Maternal thyroid hormone before the onset of fetal thyroid function regulates reelin and downstream signaling cascade affecting neocortical neuronal migration.

Though aberrant neuronal migration in response to maternal thyroid hormone (TH) deficiency before the onset of fetal thyroid function (embryonic day [E] 17.5) in rat cerebral cortex has been described, molecular events mediating morphogenic actions have remained elusive. To investigate the effect of maternal TH deficiency on neocortical development, rat dams were maintained on methimazole from gestational day 6 until sacrifice. Decreased number and length of radial glia, loss of neuronal bipolarity, and impaired neuronal migration were correctible with early (E13-15) TH replacement. Reelin downregulation under hypothyroidism is neither due to enhanced apoptosis in Cajal-Retzius cells nor mediated through brain-derived neurotrophic factor-tyrosine receptor kinase B alterations. Results based on gel shift and chromatin immunoprecipitation assays show the transcriptional control of reelin by TH through the presence of intronic TH response element. Furthermore, hypothyroidism significantly increased TH receptor α1 with decreased reelin, apolipoprotein E receptor 2, very low-density lipoprotein receptor expression, and activation of cytosolic adapter protein disabled 1 that compromised the reelin signaling. Integrins (α(v) and β₁) are significantly decreased without alteration of α₃ indicating intact neuroglial recognition but disrupted adhesion and glial end-feet attachment. Results provide mechanistic basis of essentiality of adequate maternal TH levels to ensue proper fetal neocortical cytoarchitecture and importance of early thyroxine replacement.

_Your tasks:_
#1 Return the part of the thyroid hormone abstract between "Maternal thyroid hormone before" and "neocortical neuronal migration.", inclusive, word for word.
#2 Answer these questions from the thyroid hormone abstract:
(a) Starting on which gestational day were the rat dams given methimazole?
(b) What timing of thyroid hormone replacement fixed the radial glia and neuronal migration problems?
(c) Which integrin showed no change?

_Supplied material:_
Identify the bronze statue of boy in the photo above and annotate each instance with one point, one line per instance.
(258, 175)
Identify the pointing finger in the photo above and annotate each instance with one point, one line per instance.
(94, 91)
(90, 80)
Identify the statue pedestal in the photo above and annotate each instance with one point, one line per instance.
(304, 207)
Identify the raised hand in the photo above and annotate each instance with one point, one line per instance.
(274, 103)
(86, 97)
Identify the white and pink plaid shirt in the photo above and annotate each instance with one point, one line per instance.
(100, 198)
---
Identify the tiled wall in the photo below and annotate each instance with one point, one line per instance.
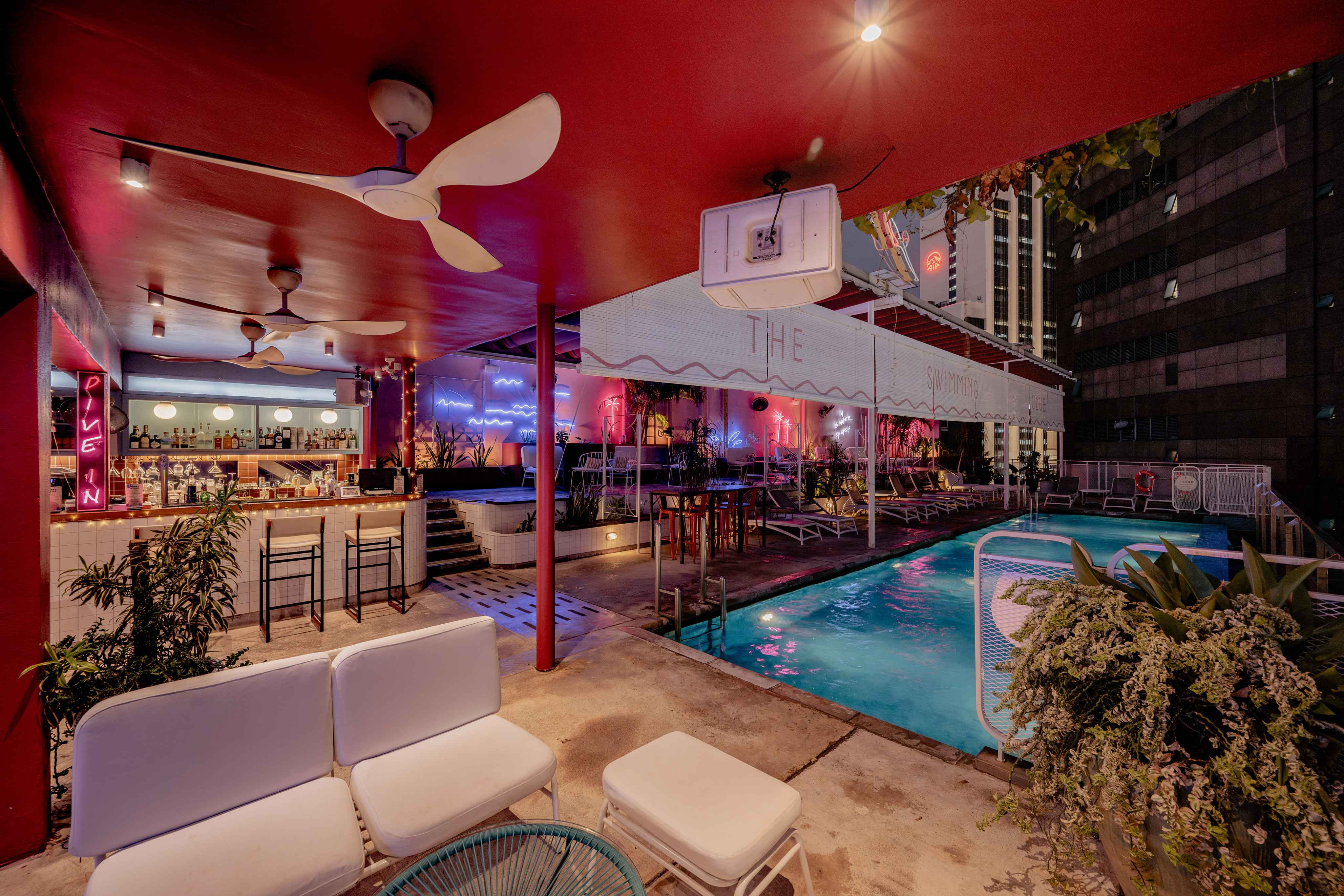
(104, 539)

_Solutions to the exercise:_
#1
Maternal thyroid hormone before the onset of fetal thyroid function regulates reelin and downstream signaling cascade affecting neocortical neuronal migration.

#2
(a) Gestational day 6.
(b) Early replacement, at E13-15.
(c) α₃.